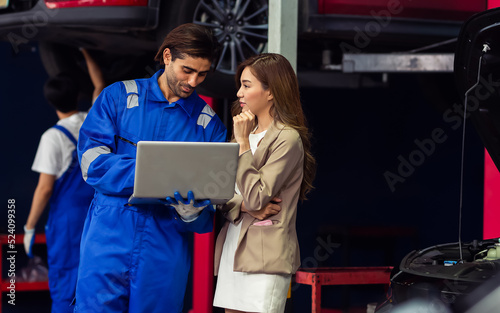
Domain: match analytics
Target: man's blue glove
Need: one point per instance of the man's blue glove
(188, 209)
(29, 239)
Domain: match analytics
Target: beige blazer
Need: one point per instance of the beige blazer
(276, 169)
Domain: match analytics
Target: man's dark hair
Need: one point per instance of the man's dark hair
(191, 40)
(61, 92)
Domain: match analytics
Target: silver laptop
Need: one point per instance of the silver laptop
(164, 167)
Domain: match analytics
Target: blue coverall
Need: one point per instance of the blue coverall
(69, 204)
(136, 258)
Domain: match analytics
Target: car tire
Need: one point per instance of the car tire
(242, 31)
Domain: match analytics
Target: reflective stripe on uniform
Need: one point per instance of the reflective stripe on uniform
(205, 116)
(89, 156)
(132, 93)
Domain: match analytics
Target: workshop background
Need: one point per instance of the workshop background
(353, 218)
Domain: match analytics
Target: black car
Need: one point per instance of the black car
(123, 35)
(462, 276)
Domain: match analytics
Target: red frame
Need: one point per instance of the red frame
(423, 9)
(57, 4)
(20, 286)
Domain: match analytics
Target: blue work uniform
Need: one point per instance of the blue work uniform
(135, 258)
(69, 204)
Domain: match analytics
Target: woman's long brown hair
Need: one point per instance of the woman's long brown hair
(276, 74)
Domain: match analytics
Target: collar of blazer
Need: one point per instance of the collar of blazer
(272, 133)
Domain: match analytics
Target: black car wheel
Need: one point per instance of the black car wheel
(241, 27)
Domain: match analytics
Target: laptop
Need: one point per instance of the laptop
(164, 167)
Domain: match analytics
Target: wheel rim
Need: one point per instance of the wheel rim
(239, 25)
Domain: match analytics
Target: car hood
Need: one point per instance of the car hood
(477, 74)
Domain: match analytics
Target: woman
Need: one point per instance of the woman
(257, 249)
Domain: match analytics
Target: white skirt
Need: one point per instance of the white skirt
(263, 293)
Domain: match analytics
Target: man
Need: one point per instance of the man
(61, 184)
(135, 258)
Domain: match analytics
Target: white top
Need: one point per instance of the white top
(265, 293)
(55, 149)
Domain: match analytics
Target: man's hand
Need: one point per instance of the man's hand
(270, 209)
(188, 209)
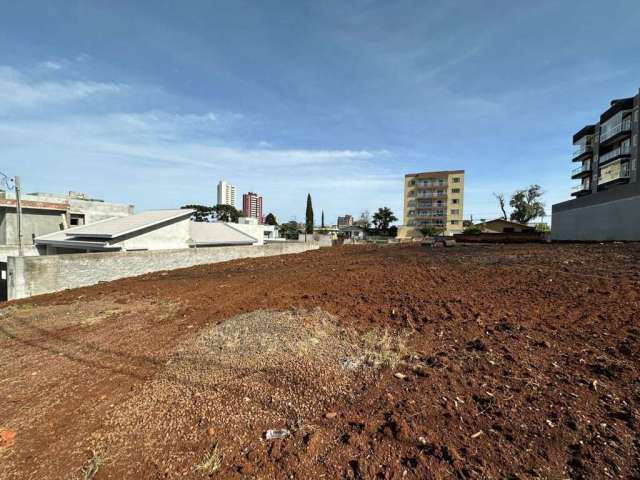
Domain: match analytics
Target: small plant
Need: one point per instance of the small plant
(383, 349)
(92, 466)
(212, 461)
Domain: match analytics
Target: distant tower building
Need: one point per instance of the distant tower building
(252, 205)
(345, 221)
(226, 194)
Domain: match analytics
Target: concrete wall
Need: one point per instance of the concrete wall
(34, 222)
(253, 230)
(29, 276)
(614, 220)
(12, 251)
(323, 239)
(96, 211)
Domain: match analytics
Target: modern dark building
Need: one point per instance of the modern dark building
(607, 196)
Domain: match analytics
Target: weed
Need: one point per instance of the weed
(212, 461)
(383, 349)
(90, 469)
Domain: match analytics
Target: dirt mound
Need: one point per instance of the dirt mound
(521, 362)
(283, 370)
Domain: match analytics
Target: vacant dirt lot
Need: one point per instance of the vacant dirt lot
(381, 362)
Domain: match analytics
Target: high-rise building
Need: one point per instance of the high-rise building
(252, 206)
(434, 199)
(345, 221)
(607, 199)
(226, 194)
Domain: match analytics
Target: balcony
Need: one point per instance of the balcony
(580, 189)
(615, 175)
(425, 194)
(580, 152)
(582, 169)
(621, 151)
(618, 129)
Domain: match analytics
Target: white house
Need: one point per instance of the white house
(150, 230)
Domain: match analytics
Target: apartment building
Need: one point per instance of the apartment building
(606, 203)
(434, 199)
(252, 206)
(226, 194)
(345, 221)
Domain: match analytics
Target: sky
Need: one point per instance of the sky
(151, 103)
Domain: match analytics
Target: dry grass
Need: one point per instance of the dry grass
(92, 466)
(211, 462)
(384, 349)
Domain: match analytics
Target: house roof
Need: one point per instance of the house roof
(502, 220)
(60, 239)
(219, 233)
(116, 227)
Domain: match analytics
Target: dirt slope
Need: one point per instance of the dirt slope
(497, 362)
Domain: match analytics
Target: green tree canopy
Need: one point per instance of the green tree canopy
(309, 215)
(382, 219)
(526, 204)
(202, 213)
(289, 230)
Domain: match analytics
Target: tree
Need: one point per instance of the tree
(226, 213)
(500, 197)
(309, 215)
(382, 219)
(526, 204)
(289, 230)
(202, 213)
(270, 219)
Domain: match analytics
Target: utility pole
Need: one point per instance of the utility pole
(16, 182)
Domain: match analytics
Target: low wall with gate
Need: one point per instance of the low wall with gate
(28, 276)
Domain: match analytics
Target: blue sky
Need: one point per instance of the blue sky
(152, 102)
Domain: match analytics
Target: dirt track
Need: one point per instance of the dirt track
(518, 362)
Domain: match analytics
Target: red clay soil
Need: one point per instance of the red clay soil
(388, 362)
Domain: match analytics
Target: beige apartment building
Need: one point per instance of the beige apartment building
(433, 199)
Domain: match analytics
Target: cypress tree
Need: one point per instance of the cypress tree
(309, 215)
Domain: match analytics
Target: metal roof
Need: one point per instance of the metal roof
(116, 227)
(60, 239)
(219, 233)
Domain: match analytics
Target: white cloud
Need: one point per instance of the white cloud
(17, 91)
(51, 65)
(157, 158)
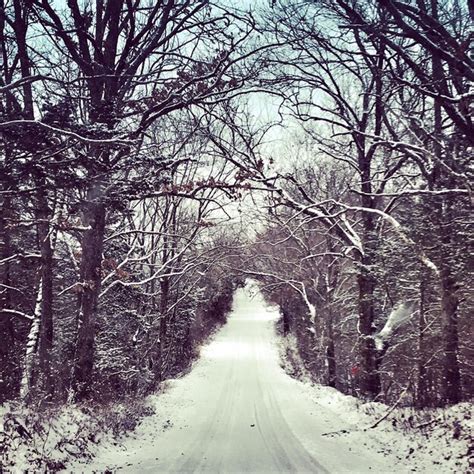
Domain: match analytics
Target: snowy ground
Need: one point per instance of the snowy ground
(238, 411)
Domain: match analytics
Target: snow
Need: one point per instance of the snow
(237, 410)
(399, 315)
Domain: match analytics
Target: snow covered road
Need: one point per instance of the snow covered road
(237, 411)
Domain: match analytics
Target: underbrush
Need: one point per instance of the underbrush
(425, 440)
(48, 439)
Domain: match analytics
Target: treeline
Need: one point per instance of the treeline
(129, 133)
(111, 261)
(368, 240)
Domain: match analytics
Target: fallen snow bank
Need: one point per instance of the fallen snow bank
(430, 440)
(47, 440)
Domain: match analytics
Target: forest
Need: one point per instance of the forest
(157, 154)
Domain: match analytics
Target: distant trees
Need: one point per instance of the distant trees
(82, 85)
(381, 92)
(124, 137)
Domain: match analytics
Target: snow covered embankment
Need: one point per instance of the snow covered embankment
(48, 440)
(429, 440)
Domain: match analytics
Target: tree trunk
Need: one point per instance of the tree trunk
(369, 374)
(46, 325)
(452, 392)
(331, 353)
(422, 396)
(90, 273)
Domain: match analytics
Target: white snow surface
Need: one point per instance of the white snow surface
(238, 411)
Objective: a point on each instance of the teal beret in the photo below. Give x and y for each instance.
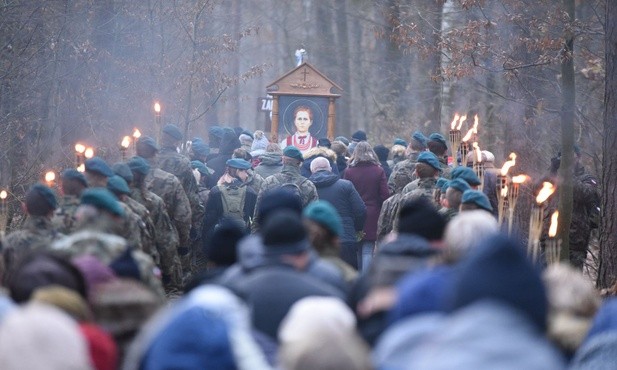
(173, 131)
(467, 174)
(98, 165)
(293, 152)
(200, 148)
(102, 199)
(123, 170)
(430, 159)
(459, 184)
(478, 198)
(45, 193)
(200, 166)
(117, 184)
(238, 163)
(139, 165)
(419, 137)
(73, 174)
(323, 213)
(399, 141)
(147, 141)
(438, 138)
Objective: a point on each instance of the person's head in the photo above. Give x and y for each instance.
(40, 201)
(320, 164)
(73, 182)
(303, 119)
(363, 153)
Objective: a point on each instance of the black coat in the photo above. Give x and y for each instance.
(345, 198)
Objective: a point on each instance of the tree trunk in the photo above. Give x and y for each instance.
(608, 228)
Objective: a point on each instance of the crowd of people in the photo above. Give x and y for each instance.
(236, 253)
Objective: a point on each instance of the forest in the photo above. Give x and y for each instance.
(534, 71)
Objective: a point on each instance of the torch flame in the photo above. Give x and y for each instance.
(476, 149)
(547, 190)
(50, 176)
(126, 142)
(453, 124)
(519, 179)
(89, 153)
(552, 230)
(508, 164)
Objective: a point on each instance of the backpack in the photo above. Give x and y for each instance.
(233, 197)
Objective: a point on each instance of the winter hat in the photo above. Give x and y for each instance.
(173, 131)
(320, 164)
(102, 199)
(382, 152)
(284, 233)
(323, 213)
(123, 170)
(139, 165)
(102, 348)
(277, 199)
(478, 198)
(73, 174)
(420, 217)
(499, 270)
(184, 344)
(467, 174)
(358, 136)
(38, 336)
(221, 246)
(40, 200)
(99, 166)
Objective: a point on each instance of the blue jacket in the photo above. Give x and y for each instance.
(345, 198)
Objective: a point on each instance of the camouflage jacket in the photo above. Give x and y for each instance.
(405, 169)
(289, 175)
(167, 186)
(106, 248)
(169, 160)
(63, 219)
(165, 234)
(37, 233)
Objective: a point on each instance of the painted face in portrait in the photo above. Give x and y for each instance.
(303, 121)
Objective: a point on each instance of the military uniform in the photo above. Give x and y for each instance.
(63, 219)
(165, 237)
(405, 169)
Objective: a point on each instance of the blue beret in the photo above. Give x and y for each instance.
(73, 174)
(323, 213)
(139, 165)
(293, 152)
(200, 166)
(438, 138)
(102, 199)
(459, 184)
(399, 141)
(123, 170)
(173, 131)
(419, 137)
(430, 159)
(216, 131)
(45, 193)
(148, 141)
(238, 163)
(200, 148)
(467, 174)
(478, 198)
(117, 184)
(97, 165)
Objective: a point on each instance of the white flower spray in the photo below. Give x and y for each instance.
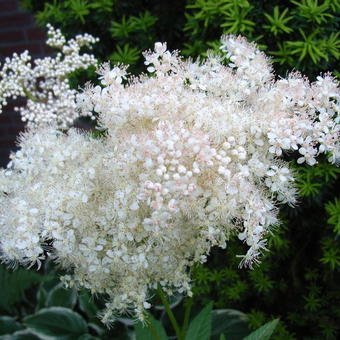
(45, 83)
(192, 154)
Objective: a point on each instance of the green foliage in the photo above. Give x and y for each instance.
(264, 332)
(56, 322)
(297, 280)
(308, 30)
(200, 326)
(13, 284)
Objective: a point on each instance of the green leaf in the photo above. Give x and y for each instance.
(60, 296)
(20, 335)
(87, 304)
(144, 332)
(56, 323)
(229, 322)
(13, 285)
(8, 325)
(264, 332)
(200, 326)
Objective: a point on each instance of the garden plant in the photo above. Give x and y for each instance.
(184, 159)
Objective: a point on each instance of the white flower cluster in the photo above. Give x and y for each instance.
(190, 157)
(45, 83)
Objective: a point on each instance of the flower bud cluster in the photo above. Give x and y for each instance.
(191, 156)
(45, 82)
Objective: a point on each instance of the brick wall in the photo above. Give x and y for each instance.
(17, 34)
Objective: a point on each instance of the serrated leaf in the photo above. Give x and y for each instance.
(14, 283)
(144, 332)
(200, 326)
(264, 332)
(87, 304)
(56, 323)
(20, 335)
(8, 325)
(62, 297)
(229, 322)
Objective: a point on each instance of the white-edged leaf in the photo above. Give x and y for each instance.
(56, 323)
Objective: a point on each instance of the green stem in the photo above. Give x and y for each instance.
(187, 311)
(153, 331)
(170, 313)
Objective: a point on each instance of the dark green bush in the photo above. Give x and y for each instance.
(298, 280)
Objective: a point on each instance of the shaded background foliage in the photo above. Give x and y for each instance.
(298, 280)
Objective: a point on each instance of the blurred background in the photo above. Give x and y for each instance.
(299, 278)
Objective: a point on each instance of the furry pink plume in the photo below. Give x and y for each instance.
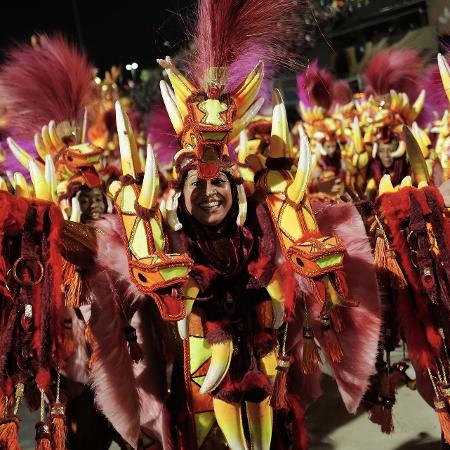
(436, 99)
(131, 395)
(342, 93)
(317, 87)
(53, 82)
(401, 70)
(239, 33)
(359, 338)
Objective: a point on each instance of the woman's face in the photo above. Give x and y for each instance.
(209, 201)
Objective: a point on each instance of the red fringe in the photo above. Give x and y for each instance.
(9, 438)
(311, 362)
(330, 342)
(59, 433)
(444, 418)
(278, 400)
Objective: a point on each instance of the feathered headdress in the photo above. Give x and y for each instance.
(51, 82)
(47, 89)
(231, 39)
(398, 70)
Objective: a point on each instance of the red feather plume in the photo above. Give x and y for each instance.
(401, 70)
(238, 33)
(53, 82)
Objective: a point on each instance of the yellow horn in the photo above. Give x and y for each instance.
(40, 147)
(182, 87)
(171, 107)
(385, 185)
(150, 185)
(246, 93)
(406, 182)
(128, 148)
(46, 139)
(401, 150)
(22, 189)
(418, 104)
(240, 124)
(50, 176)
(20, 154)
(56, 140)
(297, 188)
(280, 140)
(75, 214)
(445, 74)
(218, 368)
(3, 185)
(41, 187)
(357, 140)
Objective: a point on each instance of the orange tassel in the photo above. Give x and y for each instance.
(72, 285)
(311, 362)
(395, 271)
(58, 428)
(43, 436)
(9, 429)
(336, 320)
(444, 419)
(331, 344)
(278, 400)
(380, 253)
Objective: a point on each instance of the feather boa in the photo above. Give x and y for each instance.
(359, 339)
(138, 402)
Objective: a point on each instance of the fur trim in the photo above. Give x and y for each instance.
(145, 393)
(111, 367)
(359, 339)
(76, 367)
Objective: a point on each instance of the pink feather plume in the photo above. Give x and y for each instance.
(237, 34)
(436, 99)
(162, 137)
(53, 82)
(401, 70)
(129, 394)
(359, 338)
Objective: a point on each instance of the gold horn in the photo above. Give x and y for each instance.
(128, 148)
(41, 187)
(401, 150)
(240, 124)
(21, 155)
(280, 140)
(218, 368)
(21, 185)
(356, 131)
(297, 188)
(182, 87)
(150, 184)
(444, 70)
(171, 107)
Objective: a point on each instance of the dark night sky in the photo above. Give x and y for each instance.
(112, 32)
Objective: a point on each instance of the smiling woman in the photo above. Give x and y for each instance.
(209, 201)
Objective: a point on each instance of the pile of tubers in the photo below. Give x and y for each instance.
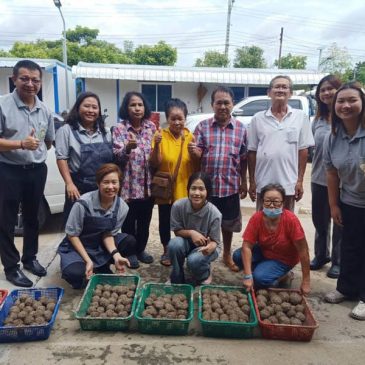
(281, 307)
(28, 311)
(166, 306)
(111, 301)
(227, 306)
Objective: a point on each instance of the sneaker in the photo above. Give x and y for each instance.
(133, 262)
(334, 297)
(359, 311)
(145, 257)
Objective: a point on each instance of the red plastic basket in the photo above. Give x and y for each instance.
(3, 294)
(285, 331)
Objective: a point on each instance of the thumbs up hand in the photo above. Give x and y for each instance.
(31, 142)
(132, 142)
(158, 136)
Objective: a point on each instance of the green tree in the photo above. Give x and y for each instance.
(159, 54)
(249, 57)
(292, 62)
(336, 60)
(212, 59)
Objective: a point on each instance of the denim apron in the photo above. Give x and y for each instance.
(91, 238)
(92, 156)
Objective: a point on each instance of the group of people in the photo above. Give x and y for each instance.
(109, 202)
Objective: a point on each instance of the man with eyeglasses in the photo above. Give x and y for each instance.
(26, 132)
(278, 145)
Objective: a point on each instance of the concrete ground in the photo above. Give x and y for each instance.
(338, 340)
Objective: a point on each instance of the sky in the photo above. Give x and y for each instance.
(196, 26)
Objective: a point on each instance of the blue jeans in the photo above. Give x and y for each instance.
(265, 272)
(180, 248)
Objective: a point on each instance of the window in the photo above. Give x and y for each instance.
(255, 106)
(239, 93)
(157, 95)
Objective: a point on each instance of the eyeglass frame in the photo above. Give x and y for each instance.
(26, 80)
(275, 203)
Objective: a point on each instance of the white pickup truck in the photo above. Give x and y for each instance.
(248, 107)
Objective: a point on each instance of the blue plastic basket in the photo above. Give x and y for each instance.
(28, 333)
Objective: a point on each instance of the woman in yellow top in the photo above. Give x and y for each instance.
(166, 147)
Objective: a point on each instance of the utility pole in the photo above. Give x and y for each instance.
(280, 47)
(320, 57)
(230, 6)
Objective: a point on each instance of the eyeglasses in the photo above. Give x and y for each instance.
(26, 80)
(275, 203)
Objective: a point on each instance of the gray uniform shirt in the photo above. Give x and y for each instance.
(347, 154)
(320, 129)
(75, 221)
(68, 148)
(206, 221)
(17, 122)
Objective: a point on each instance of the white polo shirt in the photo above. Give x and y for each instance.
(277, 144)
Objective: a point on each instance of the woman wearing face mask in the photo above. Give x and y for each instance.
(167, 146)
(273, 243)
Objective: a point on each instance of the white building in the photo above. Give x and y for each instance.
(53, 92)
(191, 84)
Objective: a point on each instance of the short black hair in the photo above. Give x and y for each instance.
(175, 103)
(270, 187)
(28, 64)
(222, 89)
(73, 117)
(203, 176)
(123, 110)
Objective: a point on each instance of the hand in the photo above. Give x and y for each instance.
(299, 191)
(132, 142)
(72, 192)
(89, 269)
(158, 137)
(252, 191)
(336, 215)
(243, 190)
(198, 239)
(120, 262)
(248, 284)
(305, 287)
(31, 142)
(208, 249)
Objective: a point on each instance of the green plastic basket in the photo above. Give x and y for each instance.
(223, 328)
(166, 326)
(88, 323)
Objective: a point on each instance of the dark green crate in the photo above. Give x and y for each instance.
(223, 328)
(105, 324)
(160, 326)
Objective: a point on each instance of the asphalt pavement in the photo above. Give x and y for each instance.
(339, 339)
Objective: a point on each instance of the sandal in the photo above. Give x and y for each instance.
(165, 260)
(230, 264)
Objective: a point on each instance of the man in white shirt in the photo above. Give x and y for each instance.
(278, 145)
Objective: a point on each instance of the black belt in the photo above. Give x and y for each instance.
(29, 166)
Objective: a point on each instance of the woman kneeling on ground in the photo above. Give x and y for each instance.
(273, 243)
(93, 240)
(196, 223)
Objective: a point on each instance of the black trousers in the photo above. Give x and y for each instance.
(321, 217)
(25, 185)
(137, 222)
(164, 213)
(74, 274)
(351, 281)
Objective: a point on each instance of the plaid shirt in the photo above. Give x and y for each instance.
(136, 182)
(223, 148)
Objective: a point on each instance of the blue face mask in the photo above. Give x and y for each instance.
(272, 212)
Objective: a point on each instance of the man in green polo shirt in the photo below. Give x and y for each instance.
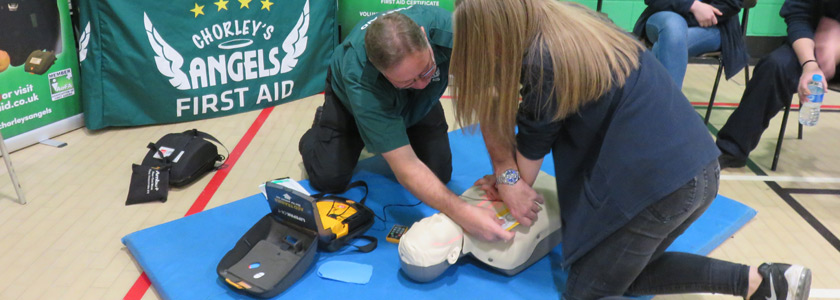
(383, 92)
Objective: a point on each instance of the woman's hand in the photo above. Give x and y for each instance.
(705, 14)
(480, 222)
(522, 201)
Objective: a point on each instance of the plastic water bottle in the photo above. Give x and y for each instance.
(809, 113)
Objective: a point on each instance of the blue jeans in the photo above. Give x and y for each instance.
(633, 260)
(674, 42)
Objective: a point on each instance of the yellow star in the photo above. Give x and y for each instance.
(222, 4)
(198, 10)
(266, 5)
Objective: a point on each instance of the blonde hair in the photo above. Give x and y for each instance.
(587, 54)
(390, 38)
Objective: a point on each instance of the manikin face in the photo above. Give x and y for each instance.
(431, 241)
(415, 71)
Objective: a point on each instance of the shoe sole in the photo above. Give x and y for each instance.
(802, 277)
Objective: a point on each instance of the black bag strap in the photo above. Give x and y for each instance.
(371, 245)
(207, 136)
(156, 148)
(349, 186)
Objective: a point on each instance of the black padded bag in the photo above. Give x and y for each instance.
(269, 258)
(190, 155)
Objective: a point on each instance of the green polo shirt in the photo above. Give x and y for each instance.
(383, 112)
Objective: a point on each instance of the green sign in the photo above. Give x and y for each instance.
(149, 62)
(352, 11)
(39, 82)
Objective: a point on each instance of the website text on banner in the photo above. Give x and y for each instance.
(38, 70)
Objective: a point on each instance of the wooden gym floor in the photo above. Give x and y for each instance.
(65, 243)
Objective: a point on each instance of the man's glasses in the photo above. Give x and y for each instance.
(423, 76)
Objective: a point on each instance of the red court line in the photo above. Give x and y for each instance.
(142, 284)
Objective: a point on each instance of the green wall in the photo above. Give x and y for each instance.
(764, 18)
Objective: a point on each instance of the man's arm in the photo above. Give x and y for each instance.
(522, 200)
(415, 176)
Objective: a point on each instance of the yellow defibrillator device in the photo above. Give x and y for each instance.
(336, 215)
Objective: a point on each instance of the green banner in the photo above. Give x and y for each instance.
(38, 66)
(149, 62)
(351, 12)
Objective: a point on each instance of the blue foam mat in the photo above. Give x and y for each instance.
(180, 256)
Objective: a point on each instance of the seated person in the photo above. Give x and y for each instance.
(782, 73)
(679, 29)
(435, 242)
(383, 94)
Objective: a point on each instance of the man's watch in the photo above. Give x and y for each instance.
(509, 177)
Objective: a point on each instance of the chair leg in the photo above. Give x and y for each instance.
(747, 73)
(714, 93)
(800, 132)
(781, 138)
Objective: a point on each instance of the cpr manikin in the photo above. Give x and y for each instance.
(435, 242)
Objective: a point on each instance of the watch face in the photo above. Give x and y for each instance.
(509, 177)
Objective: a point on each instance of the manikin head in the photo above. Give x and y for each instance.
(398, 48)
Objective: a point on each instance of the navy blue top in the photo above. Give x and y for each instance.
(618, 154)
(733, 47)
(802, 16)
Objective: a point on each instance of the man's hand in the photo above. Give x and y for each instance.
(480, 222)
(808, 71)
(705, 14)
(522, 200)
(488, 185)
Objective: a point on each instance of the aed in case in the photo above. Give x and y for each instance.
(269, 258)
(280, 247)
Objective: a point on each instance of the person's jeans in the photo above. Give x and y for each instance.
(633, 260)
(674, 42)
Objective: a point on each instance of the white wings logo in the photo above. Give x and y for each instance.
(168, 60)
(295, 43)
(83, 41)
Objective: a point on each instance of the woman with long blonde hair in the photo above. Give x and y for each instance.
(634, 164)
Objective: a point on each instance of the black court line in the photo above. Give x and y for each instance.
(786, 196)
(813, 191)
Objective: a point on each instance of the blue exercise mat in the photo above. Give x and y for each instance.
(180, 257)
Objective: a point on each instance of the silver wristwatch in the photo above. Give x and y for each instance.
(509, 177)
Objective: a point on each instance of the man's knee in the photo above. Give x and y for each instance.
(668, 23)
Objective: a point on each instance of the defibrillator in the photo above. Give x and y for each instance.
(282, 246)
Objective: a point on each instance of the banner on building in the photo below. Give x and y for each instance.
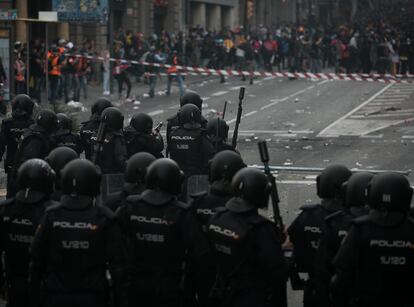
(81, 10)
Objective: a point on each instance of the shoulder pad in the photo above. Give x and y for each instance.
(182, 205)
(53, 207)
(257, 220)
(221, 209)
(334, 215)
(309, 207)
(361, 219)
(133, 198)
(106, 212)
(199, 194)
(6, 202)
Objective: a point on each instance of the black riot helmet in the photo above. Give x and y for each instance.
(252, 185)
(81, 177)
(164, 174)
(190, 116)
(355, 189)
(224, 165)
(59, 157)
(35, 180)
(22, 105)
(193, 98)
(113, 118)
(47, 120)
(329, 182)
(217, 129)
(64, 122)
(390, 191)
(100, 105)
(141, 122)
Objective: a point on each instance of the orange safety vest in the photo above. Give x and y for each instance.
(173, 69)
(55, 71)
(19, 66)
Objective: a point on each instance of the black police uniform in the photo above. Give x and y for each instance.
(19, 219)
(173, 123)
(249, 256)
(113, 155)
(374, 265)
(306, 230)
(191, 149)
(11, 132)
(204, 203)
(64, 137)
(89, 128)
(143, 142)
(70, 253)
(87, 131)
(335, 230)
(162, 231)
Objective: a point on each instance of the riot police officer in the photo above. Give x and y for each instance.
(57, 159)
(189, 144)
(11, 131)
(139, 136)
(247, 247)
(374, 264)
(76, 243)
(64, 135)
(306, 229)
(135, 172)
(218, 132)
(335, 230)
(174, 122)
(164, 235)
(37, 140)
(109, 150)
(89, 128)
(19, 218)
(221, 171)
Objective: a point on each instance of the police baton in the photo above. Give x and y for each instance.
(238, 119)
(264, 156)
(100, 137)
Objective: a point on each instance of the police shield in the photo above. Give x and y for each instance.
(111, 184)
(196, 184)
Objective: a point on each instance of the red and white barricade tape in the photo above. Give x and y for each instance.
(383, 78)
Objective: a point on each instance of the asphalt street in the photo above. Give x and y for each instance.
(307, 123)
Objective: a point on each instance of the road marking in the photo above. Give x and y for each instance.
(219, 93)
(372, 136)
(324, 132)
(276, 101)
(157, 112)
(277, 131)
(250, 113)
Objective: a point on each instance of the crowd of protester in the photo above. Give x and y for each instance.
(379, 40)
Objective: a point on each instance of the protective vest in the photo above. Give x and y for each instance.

_____

### Work task
Start with the line above that contains "Target: sky" and stop after the line that contains "Target: metal roof". Output those lines exactly, and only those.

### Solution to the exercise
Target: sky
Need: one point per instance of the sky
(151, 103)
Domain: match analytics
Target: dry grass
Need: one point per instance of the dry grass
(92, 466)
(211, 462)
(384, 349)
Domain: match analytics
Target: house roof
Need: one point per instance of the house roof
(502, 220)
(60, 239)
(219, 233)
(116, 227)
Domain: match analytics
Target: dirt slope
Need: one point per instance of the dirt slope
(497, 362)
Domain: match analytics
Target: green tree canopy
Need: one point per instance of the green tree canopy
(309, 215)
(382, 219)
(526, 204)
(202, 213)
(289, 230)
Domain: match analytics
Target: tree
Need: one point per instance of the tree
(226, 213)
(500, 197)
(309, 215)
(382, 219)
(526, 204)
(289, 230)
(202, 213)
(270, 219)
Domain: match analytics
Target: utility pole
Need: one point per instance of the utility pole
(16, 182)
Domain: match analytics
Target: low wall with gate
Need: one point per instance of the low wall with gate
(28, 276)
Domain: match analytics
Target: blue sky
Need: one point per instance of the blue sky
(152, 102)
Domain: match analytics
Target: dirt track
Need: one point per instance of the dirt track
(518, 362)
Domain: match analytics
Target: red clay soil
Need: one point per instance of the red clay soil
(388, 362)
Domain: match analytics
Target: beige apartment building
Need: one point per instance of the beige apartment building
(433, 199)
Domain: match analytics
Target: cypress tree
Need: one point per instance of the cypress tree
(309, 215)
Domain: match analytics
Target: metal roof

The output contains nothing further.